Task statement: Report each line of the records below that uses the word "asphalt".

[Point localization data]
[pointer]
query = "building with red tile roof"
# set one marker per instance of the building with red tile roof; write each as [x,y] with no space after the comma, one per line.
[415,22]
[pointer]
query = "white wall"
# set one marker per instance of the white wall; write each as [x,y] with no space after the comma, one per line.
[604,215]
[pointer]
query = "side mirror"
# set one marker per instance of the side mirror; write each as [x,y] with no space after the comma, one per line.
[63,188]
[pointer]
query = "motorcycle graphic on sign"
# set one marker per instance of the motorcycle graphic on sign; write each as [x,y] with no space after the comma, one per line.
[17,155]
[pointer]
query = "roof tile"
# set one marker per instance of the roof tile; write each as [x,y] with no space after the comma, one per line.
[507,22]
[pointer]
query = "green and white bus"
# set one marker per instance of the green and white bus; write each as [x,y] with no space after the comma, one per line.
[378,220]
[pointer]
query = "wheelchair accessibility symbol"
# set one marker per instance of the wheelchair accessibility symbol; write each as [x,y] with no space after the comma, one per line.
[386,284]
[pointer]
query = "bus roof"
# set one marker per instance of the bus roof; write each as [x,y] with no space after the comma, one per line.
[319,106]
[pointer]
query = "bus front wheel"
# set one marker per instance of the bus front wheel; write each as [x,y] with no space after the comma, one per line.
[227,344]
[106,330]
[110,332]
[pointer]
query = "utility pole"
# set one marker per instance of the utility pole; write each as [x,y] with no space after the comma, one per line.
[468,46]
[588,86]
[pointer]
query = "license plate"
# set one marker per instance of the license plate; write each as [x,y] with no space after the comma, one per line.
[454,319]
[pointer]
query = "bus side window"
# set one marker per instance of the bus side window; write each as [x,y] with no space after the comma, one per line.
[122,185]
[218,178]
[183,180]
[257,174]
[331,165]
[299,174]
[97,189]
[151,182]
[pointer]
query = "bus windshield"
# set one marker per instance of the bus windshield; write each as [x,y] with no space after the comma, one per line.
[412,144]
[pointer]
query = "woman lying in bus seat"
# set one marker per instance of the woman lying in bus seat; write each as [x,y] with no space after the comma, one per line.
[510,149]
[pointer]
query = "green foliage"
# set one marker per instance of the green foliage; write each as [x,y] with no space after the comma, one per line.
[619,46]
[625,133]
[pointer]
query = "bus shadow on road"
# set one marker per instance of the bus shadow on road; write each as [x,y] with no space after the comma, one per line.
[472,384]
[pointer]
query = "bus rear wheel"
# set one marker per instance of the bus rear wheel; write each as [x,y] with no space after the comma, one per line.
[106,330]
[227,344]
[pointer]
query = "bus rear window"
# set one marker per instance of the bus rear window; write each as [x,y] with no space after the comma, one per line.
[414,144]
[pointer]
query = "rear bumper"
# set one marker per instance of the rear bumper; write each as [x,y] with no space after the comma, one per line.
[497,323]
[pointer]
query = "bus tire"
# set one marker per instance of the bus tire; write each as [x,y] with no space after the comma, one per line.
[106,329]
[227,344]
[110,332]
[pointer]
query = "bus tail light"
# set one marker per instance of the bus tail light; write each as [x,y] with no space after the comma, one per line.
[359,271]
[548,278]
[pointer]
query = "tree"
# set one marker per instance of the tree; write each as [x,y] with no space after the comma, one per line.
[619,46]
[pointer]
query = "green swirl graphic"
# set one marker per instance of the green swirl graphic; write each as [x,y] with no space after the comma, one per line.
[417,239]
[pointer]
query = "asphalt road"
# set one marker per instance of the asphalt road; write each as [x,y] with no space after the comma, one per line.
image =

--

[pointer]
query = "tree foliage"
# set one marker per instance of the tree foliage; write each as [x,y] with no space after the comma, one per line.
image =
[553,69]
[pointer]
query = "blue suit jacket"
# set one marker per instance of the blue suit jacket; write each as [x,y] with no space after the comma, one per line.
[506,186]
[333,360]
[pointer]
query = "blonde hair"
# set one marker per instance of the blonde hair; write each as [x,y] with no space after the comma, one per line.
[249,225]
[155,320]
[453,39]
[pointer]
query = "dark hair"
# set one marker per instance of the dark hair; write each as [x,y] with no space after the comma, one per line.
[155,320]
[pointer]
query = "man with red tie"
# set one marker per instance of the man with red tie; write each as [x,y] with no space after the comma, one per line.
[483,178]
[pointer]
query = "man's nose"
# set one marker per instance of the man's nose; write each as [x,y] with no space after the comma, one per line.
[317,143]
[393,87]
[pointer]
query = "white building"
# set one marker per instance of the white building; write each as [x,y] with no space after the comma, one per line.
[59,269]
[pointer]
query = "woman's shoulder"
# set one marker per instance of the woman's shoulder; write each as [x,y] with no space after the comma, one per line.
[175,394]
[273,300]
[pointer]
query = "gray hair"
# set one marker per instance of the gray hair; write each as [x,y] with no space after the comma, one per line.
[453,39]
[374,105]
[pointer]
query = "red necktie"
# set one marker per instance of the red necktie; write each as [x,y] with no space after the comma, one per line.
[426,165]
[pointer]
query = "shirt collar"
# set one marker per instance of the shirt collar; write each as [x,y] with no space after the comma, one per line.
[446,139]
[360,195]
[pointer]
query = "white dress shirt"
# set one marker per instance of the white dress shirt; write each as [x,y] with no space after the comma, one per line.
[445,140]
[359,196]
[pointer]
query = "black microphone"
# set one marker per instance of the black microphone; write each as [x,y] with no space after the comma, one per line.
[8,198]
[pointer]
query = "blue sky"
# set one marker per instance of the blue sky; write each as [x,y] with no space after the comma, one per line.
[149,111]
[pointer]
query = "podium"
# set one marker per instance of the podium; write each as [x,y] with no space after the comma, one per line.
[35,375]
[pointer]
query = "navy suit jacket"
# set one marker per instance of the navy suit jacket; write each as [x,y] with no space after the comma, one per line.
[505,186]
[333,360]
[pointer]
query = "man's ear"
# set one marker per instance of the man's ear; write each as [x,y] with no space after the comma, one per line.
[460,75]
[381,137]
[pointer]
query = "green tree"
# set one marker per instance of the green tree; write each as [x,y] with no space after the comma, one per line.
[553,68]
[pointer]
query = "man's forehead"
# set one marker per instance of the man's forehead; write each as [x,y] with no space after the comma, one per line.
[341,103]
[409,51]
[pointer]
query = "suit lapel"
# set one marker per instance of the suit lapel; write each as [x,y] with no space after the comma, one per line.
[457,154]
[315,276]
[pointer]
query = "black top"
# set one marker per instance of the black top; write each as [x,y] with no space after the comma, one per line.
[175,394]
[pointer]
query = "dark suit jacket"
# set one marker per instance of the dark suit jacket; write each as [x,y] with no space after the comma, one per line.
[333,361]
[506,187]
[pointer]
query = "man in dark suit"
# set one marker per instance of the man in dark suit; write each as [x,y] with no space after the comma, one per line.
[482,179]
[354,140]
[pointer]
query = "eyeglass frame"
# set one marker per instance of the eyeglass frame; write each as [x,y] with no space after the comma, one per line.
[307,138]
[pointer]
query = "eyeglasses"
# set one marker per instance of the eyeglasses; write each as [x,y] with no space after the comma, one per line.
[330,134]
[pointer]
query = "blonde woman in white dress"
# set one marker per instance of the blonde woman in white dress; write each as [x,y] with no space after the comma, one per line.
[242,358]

Response to this exercise:
query = "asphalt road"
# set one marker per instance of the asphalt road; write each as [x,y] with no space after the comma, one per line.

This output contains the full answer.